WHAT IS NEEDED:
Wherever a line of the records contains "tree", copy that line.

PROVIDED MATERIAL:
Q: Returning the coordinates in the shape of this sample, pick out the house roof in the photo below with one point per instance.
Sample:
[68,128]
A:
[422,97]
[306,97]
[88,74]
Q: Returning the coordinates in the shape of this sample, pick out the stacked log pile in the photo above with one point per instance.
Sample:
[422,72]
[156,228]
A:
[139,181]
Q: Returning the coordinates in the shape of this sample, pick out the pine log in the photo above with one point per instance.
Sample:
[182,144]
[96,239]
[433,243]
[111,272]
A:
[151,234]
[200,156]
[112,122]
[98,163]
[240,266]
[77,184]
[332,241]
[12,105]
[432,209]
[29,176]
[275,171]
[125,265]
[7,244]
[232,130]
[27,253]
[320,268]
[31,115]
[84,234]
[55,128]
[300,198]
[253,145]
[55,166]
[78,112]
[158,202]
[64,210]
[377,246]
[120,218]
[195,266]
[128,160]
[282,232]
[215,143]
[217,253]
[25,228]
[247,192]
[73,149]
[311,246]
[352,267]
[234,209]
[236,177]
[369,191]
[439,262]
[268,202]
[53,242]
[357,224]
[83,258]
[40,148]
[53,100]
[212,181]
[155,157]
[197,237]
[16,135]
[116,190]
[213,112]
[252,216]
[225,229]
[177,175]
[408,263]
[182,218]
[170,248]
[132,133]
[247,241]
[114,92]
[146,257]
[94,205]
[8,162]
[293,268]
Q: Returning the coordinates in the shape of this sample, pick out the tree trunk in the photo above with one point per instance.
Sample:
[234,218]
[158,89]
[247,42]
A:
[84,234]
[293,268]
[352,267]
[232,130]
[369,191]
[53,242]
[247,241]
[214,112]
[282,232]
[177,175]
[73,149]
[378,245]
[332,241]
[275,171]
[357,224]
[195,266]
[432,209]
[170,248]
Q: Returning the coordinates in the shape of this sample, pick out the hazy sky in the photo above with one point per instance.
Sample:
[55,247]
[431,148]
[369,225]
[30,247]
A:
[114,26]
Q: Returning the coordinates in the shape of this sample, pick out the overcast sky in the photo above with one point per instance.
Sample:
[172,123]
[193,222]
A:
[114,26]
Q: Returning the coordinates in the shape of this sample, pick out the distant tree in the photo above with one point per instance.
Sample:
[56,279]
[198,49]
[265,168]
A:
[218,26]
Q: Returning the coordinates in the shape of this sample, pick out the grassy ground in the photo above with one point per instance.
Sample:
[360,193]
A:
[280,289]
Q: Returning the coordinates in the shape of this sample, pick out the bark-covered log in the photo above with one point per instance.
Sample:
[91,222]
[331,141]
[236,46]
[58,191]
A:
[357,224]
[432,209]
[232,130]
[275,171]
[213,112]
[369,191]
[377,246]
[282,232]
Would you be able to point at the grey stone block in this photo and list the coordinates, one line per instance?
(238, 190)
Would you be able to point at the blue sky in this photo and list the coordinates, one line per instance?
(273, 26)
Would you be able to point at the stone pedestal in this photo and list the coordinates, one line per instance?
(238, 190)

YOUR SOLUTION:
Q: Returning the coordinates in the shape of this sample, pick out the tree trunk in the photo above with one point per instance.
Q: Returning the coordinates in the shape of this sample, pick out the distant tree in the photo above with one point per instance.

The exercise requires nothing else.